BLOC DE TEXTE:

Pour en venir maintenant à la grande amitié entre Dia et Lebret, on peut se référer à Luc Moreau pour essayer de comprendre la relation particulière qui les unissait. Luc Moreau disait qu’il percevait le dialogue comme une relation d’amitié avec les musulmans (Luc Moreau, 1982). Assurément, c’est son frère Lebret qui l’a le plus mis en pratique. Son amitié avec le Président du Conseil du Sénégal était connue de tous.
 
En effet, nouvellement installés à Dakar, dans le contexte de la décolonisation-ce qui fait soixante ans de présence dominicaine au Sénégal-, les fils de Saint Dominique seront amenés à penser le développement des peuples dans une perspective autre que celui de leur pays d’origine.
 
Sous ce rapport, on a dit de Lebret qu’il « fut l’un des premiers à révéler chez les catholiques, à leur conscience, l’importance primordiale de l’ordre économique, avec tout ce qu’il mettait en jeu comme valeurs humaines et antivaleurs » (Luc Moreau, 2012, 308). La notion d’« humain » adossée à la problématique de l’économie ouvrait alors de nouvelles perspectives dans la conception du développement (Louis-Joseph Lebret, 1947).
 
Avec Lebret toujours, on peut même parler de « développement global » c’est-à-dire un développement centré sur la personne et non contre la personne. Lecteur assidu de philosophes personnalistes comme Jacques Maritain et Emmanuel Mounier, Lebret va théoriser un développement qui se veut harmonisé, totalisant et humain (François Mallet, 1968, p. 268).
 
Il faut signaler que Lebret et son équipe-dont François Perroux-se sont donnés 18 mois d’efforts pour adapter les limites administratives aux vraies régions économiques, en tout sept régions ayant à leur tête des gouverneurs responsables de l’administration et du développement économique et humain. « Quelques semaines auparavant le P. Lebret ( o.p. de Lyon, Économie et Humanisme et IRFED) était devenu expert N° 1 du gouvernement du Sénégal pour ses premiers plans de développement : appelé par le musulman Mamadou Dia ». (Luc Moreau, 2001, p. 278) ; (Dominique Catta, Aloyse-Raymond Ndiaye, 2012, p. 37).
 
Le frère Luc Moreau que nous avons cité ci-haut, lui-même islamologue, soulignait alors ce qui était la marque de l’amitié entre Dia et Lebret. C’était à l’occasion de la donnation du nom de Lebret à la grande salle de la Paroisse universitaire Saint Dominique le 30 novembre 1966 : « Si donc (…), nous donnons à notre Centre le nom de « Louis-Joseph Lebret », c’est bien sûr en mémoire du travail qu’il a voulu faire loyalement avec le Sénégal, comme un mémorial de la solidarité très humaine qui s’est créée dans cette œuvre entre hommes de toutes croyances. Et il faut souligner la sympathique coopération islamo-chrétienne » (Luc Moreau, 2012, p. 311).

MATÉRIEL:
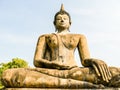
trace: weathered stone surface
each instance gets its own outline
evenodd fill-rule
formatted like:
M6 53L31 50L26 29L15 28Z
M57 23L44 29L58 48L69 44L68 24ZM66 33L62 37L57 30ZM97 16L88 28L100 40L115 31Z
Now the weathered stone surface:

CONSIGNE: D'après le texte sur l'amitié entre Dia et Lebret, en combien de régions économiques Lebret et son équipe ont-ils découpé le Sénégal ?

RÉPONSE PROPOSÉE: En sept régions, chacune dirigée par un gouverneur.